> [Exercise task A]: Reproduce the passage about the Jardín Cuitláhuac area exactly, starting with "Completely remodeled in" and going on through "in the garden.".
> [Exercise task B]: Extend the passage about the Jardín Cuitláhuac area, picking up right after its final sentence.
--- START OF Article ---
The area includes the Explanada del Jardín Cuitláhuac, the garden itself, and the remains of the church atrium. On the southern end is the Cuitlahuac Monument. And plenty of people will include mention of the Mercado Cabecera Iztapalapa, one of the most important public markets, in any description of the area.
Completely remodeled in 2014, it was the second most expensive public park in the City, after only the Alameda Central. Designed by the architect Enrique Norten, the remodeling included the granite pavement, plus trees and an expanded pedestrian zone. The National Institute of Anthropology and History, (INAH), also did extensive excavations in the garden.
Those excavations led to the discovery of some remains of a temple now recognized as connected with the last Lords of Iztapalapa. Cuitlahuac himself held the position at the time of the Spanish invasion of Mexico. He then rose to the position of 10th Huey Tlatoani, the penultimate emperor of ancient Tenochtitlan for 80 days during 1520. This explains his prominence in the area.
--- END OF Article ---
--- START OF Given data ---
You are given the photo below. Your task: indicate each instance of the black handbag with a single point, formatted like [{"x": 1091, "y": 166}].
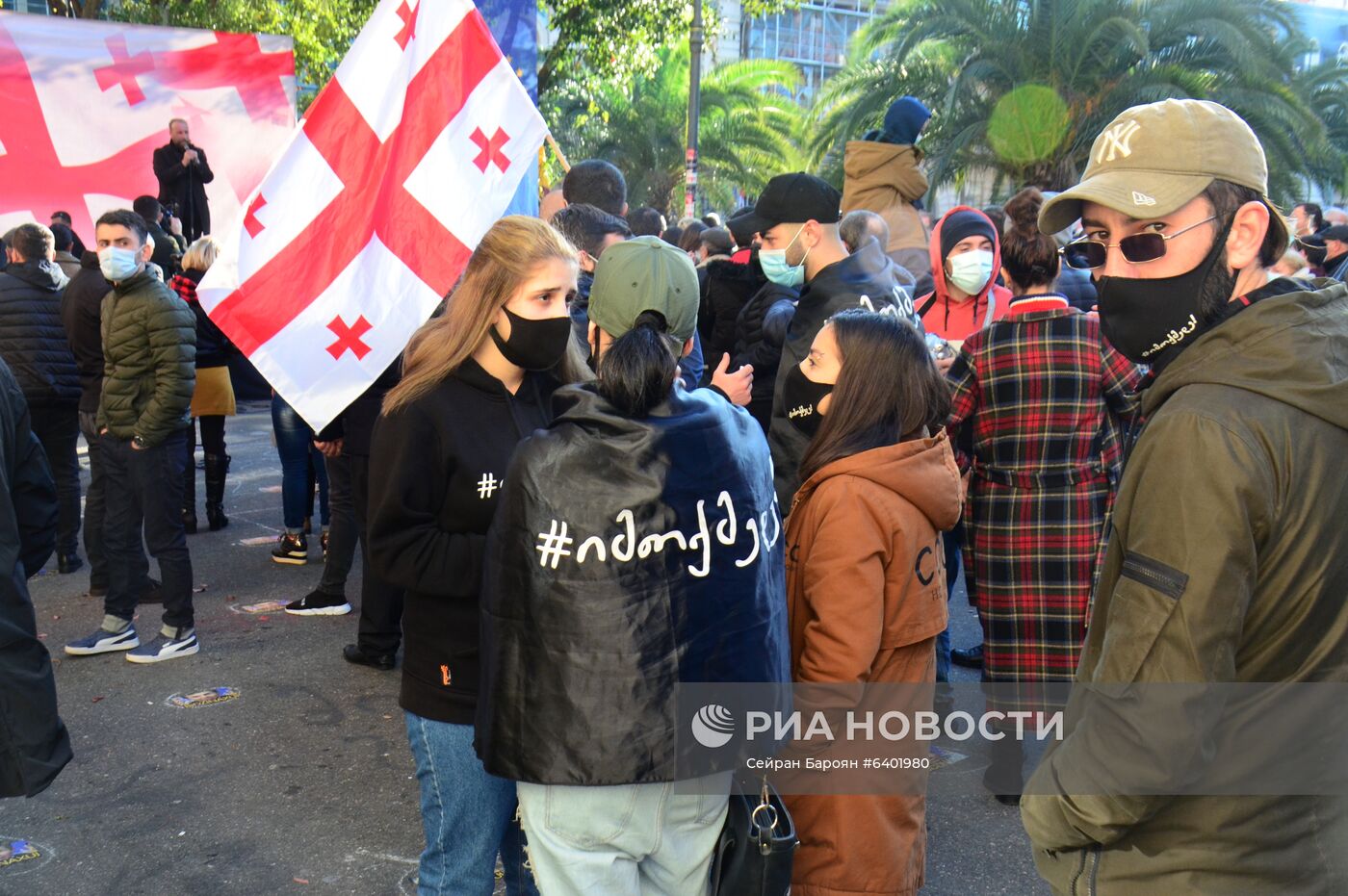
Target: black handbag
[{"x": 758, "y": 844}]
--- END OF Given data ---
> [Task answer A]:
Completely remodeled in 2014, it was the second most expensive public park in the City, after only the Alameda Central. Designed by the architect Enrique Norten, the remodeling included the granite pavement, plus trees and an expanded pedestrian zone. The National Institute of Anthropology and History, (INAH), also did extensive excavations in the garden.

> [Task answer B]:
The Cuitlahuac Garden of today descends to us from that where the Spanish were taken priot to their first meeting with Moctezuma in 1519. They were invited to visit the orchard of the lord of Itztapalapa, Cuitláhuac II. Díaz del Castillo recounts that the garden was like something he couldn’t have dreamed of. Flowers and flowering fruit trees and bushes could be visited without leaving the canals and the canoes.
Don’t confuse the Macroplaza with the larger Parque Cuitlahuac, one of the most important new parks in Iztapalapa. It’s about a 15-minute drive directly east of the Centro Historico.
Of course, as a prominent civic plaza, the Cuitlahuac Macroplaza is also surrounded by all the offices and service providers that keep the local government going. It’s an increasingly important part of the City, and one that welcomes a growing number of international visitors. It’s all just five-minutes walking north from Metro Iztapalapa.